— start of Passage given —

Recently, attention mechanisms have been introduced to encoder-decoder neural frameworks in image captioning. Xu et al. [30] incorporate an attention mechanism to learn a latent alignment from scratch when generating corresponding words. [28, 34] utilize high-level concepts or attributes and inject them into a neural-based approach as semantic attention to enhance image captioning. Yang et al. [32] extend current attention encoder-decoder frameworks using a review network, which captures the global properties in a compact vector representation and are usable by the attention mechanism in the decoder. Yao et al. [33] present variants of architectures for augmenting high-level attributes from images to complement image representation for sentence generation.

To the best of our knowledge, ours is the first work to reason about when a model should attend to an image when generating a sequence of words.

5 Results

5.1 Experiment Settings

We experiment with two datasets: Flickr30k [35] and COCO [16].

Flickr30k contains 31,783 images collected from Flickr. Most of these images depict humans performing various activities. Each image is paired with 5 crowd-sourced captions. We use the publicly available splits111 containing 1,000 images for validation and test each.

COCO is the largest image captioning dataset, containing 82,783, 40,504 and 40,775 images for training, validation and test respectively. This dataset is more challenging, since most images contain multiple objects in the context of complex scenes. Each image has 5 human annotated captions. For offline evaluation, we use the same data split as in [11, 30, 34] containing 5000 images for validation and test each. For online evaluation on the COCO evaluation server, we reserve 2000 images from validation for development and the rest for training.

Pre-processing. We truncate captions longer than 18 words for COCO and 22 for Flickr30k. We then build a vocabulary of words that occur at least 5 and 3 times in the training set, resulting in 9567 and 7649 words for COCO and Flickr30k respectively.

Compared Approaches: For offline evaluation on Flickr30k and COCO, we first compare our full model (Ours-Adaptive) with an ablated version (Ours-Spatial), which only performs the spatial attention. The goal of this comparison is to verify that our improvements are not the result of orthogonal contributions (e.g. better CNN features or better optimization). We further compare our method with DeepVS [11], Hard-Attention [30] and recently proposed ATT [34], ERD [32] and best performed method (LSTM-A) of MSM [33]. For online evaluation, we compare our method with Google NIC [27], MS Captivator [8], m-RNN [18], LRCN [7], Hard-Attention [30], ATT-FCN [34], ERD [32] and MSM [33].

— end of Passage given —

→ What to work on:
- A) In the passage on image captioning experiments, how many images does Flickr30k contain?
- B) Write the next part of the image captioning experiments passage, starting right after its last sentence.

— start of Dataset —

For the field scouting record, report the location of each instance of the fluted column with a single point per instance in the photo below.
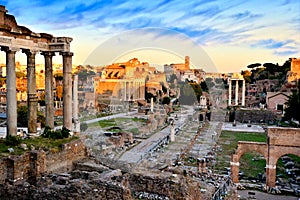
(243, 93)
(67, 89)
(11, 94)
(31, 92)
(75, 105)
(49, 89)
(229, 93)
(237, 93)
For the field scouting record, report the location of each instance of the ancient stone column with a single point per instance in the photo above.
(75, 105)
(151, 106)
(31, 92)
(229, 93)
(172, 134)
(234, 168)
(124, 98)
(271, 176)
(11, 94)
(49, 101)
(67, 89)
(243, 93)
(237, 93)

— end of Dataset —
— start of Dataset —

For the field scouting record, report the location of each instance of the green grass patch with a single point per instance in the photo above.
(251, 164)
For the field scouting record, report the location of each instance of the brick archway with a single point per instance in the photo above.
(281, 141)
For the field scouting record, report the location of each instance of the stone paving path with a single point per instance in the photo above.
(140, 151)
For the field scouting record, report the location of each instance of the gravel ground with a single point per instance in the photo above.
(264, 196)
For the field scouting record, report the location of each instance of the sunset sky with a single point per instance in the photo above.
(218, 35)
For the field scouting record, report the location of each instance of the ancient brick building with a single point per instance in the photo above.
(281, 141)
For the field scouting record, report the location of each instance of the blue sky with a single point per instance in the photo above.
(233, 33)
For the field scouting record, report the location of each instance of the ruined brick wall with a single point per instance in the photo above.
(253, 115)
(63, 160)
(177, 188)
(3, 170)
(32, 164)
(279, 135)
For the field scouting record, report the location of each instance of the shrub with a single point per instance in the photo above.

— end of Dataset —
— start of Dataset —

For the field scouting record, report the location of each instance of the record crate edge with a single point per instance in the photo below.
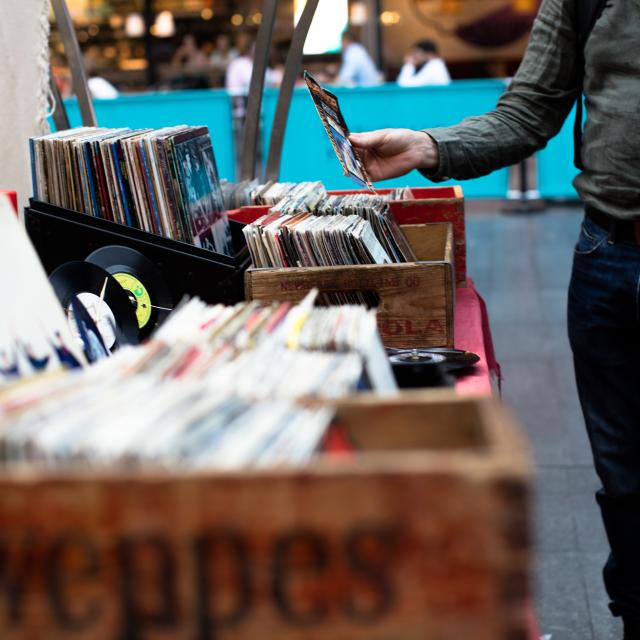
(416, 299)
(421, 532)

— end of Dataset —

→ Responses for each task:
- A) 31,783 images, collected from Flickr.

- B)
a little girl sitting on a bench holding an umbrella. a herd of sheep grazing on a lush green hillside. a close up of a fire hydrant on a sidewalk.
a yellow plate topped with meat and broccoli. a zebra standing next to a zebra in a dirt field. a stainless steel oven in a kitchen with wood cabinets.
two birds sitting on top of a tree branch. an elephant standing next to rock wall. a man riding a bike down a road next to a body of water.
Figure 4: Visualization of generated captions and image attention maps on the COCO dataset. Different colors show a correspondence between attended regions and underlined words. First 2 columns are success cases, last columns are failure examples. Best viewed in color.

5.2 Quantitative Analysis

We report results using the COCO captioning evaluation tool [16], which reports the following metrics: BLEU [21], Meteor [5], Rouge-L [15] and CIDEr [26]. We also report results using the new metric SPICE [1], which was found to better correlate with human judgments.

Table 1 shows results on the Flickr30k and COCO datasets. Comparing the full model w.r.t ablated versions without visual sentinel verifies the effectiveness of the proposed framework. Our adaptive attention model significantly outperforms spatial attention model, which improves the CIDEr score from 0.493/1.029 to 0.531/1.085 on Flickr30k and COCO respectively. When comparing with previous methods, we can see that our single model significantly outperforms all previous methods in all metrics. On COCO, our approach improves the state-of-the-art on BLEU-4 from 0.325 (MSM) to 0.332, METEOR from 0.251 (MSM) to 0.266, and CIDEr from 0.986 (MSM) to 1.085. Similarly, on Flickr30k, our model improves the state-of-the-art with a large margin.

We compare our model to state-of-the-art systems on the COCO evaluation server in Table 2. We can see that our approach achieves the best performance on all metrics among the published systems. Notably, Google NIC, ERD and MSM use Inception-v3 [25] as the encoder, which has similar or better classification performance compared to ResNet-152 [10] (which is what our model uses).

5.3 Qualitative Analysis

Figure 5: Visualization of generated captions, visual grounding probabilities of each generated word, and corresponding spatial attention maps produced by our model.
Figure 6: Rank-probability plots on COCO (left) and Flickr30k (right) indicating how likely a word is to be visually grounded when it is generated in a caption.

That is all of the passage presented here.